Show every line of the rows below that contains the string "body".

# START OF Exercise materials

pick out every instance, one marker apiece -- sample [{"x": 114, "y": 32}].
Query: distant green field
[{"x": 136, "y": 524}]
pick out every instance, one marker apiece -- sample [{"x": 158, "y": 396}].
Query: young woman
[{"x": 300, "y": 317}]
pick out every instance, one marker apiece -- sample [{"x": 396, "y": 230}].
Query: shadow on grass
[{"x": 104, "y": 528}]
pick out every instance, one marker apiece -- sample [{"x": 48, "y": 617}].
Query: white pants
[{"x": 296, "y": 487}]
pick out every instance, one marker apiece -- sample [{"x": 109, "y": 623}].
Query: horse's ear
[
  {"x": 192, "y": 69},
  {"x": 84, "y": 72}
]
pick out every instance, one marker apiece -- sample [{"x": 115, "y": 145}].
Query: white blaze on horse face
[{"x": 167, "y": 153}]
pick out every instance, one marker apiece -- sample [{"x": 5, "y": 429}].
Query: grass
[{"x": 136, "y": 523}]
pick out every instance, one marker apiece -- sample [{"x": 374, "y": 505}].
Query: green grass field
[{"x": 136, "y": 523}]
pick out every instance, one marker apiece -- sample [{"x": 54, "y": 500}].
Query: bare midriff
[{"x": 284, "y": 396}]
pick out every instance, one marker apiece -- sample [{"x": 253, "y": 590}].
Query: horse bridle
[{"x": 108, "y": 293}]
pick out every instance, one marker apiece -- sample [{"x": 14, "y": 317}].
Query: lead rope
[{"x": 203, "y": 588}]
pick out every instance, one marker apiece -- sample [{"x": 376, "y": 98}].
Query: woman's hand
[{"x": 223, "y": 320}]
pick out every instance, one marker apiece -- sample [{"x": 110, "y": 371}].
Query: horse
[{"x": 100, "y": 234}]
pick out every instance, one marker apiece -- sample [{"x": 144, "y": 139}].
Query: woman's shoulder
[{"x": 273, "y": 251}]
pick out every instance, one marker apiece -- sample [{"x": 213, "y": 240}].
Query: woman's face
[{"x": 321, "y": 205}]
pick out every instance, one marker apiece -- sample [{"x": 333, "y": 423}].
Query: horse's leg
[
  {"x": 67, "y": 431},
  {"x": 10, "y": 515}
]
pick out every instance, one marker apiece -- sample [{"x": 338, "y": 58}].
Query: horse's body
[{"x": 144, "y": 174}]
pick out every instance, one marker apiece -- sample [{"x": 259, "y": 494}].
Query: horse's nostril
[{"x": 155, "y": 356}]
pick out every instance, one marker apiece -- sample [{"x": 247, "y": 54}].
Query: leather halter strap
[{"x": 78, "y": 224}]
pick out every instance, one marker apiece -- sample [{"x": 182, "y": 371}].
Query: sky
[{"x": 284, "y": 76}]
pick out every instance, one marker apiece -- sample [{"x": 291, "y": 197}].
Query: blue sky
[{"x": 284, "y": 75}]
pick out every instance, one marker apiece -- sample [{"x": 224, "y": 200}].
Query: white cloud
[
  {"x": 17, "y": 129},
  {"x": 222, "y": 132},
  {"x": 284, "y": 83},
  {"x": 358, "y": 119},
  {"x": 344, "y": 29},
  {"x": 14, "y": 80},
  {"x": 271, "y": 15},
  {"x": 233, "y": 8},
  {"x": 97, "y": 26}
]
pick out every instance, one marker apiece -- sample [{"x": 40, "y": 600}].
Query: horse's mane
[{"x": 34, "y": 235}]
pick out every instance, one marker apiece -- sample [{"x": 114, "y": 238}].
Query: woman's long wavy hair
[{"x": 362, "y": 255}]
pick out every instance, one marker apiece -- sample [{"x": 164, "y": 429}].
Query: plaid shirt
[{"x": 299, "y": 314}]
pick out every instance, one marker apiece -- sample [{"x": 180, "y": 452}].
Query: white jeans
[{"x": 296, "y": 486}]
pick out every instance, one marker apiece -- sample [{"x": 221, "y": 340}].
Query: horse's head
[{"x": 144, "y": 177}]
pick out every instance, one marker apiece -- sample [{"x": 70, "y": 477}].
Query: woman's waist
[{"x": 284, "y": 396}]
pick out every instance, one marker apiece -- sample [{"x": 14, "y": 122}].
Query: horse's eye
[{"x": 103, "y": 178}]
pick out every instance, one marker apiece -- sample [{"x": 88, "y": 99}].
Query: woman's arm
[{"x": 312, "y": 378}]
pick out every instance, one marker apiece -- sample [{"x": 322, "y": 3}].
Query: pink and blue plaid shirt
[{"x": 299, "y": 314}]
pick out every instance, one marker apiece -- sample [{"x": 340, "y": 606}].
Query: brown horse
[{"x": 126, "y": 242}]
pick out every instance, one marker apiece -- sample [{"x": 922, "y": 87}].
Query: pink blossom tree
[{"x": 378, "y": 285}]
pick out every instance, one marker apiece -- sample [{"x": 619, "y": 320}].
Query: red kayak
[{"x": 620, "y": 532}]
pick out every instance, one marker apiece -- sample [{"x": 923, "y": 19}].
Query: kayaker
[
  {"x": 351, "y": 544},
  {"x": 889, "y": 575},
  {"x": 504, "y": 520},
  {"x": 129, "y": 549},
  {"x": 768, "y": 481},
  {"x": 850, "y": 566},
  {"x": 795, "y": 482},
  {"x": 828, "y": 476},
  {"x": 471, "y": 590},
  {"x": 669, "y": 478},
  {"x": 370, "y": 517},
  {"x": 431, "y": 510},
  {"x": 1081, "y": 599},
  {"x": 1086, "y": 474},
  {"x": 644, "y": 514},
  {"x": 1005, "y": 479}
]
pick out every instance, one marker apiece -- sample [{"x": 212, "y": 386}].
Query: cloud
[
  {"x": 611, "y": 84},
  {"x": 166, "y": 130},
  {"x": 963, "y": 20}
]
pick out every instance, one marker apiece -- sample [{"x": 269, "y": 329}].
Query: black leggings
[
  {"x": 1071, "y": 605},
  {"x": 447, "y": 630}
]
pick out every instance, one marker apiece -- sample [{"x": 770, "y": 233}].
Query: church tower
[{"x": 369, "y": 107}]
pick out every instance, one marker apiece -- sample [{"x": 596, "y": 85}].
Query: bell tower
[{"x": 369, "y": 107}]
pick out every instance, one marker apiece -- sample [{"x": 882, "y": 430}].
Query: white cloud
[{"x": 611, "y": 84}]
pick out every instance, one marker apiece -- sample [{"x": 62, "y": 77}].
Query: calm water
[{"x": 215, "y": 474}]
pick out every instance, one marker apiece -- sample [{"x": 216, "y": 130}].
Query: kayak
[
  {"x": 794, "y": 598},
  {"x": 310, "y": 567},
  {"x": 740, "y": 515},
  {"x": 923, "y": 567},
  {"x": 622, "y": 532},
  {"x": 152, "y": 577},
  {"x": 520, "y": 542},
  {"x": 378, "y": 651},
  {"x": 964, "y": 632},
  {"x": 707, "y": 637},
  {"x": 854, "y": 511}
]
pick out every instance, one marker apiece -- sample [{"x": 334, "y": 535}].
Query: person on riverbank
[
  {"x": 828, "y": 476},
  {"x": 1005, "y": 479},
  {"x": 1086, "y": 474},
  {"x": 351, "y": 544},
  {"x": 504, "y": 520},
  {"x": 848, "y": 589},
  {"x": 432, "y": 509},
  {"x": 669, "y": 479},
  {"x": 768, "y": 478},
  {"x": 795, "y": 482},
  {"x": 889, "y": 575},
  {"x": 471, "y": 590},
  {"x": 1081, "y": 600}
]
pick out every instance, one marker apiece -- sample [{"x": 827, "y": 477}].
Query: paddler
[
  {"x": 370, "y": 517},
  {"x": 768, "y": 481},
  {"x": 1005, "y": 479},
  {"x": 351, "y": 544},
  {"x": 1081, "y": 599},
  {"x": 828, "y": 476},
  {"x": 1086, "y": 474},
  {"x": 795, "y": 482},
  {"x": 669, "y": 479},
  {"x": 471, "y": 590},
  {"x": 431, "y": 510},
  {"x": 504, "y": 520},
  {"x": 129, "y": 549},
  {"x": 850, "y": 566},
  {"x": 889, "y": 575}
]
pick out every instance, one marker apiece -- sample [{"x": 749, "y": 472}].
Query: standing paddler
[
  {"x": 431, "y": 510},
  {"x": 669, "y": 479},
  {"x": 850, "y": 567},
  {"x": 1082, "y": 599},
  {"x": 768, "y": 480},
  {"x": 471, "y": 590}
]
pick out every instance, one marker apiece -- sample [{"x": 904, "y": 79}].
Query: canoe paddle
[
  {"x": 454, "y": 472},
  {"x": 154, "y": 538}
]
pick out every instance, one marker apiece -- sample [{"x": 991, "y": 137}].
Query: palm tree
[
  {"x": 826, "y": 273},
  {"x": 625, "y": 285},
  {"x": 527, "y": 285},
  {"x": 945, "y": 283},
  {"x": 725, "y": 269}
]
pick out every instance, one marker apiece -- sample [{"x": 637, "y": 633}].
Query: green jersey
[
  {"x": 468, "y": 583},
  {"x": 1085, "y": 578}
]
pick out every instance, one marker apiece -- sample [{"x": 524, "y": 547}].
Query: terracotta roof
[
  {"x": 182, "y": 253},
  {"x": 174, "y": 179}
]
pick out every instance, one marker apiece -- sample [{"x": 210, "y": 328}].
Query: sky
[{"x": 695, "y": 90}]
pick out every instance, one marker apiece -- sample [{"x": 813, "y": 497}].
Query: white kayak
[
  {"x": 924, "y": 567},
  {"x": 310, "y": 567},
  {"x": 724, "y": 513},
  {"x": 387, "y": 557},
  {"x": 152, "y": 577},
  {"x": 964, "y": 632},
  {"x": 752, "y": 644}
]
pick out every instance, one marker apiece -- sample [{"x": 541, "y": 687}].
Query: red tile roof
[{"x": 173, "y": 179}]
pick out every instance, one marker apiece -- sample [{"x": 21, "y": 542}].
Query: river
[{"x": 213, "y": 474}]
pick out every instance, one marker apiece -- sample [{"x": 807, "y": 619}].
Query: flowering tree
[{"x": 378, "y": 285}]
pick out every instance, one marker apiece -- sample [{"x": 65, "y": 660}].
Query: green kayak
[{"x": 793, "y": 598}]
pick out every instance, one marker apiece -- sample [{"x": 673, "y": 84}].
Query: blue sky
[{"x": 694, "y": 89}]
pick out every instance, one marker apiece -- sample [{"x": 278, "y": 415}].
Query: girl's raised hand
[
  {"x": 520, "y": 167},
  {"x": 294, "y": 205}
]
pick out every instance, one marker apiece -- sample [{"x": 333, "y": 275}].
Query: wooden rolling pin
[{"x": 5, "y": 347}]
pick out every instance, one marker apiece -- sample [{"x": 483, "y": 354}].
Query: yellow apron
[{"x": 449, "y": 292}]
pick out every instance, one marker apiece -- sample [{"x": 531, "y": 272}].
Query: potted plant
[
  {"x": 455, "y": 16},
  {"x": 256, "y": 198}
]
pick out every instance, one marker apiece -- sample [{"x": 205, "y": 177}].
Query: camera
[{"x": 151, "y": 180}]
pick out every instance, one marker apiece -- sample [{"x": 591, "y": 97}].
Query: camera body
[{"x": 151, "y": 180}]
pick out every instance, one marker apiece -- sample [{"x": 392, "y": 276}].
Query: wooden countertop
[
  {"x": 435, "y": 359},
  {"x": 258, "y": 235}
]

# END OF Exercise materials

Task output
Query: horse's body
Query: camera body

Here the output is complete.